## Exercise
Below are lines of data; restate word for word those running from the line containing "black picture frame." to the line containing "snow-capped mountain peak.", inclusive, and no others.

Stored data entries:

※ ※ ※

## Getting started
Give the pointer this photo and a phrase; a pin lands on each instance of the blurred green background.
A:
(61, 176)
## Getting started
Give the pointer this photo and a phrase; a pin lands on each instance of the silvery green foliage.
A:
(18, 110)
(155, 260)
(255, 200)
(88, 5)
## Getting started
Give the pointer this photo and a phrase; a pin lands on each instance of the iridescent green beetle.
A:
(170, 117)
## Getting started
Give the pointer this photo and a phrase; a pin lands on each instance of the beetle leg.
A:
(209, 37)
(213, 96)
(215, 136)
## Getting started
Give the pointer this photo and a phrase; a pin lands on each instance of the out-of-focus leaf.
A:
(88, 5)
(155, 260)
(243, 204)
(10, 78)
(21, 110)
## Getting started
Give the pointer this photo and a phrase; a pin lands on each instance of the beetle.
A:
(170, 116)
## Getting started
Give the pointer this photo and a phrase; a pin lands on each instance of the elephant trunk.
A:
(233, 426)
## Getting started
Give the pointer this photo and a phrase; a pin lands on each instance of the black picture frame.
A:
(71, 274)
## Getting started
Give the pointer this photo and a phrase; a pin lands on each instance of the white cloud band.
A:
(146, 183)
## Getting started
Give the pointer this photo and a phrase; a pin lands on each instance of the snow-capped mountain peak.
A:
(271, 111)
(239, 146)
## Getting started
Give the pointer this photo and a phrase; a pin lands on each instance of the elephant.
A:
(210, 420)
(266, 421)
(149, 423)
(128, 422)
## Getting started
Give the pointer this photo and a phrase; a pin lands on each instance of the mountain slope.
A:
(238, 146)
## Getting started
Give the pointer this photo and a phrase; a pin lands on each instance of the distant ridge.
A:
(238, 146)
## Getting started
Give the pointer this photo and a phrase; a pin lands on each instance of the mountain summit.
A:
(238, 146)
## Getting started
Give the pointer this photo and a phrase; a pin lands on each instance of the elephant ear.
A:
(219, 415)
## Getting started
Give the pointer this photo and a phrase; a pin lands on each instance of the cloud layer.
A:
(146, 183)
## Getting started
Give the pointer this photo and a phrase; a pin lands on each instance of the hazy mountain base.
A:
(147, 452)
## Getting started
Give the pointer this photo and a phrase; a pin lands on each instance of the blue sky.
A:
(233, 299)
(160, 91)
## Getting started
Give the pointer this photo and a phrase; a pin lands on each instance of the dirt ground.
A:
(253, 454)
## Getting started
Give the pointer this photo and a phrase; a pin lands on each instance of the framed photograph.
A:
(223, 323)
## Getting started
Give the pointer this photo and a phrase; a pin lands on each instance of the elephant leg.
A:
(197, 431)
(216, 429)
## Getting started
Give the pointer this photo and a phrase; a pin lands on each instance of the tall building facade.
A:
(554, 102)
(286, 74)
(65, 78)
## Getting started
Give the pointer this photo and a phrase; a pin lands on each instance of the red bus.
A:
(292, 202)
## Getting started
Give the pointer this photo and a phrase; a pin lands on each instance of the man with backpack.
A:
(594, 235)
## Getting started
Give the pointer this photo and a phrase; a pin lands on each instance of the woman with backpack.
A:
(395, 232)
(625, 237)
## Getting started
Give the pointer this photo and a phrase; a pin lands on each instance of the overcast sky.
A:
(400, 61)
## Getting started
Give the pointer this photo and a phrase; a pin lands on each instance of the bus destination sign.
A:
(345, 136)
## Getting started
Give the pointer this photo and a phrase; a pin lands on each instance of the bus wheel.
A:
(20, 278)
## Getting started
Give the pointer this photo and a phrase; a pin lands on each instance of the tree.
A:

※ ※ ※

## Solution below
Give the pointer this photo and a phrase; a pin lands on each instance of the black picture frame.
A:
(71, 274)
## Getting started
Give the pointer this photo and a phrase; a pin lands on each instance of the white cloud band.
A:
(146, 183)
## Getting started
Give the pointer this photo and a phrase; a pin lands on each instance of the snow-capped mountain peak.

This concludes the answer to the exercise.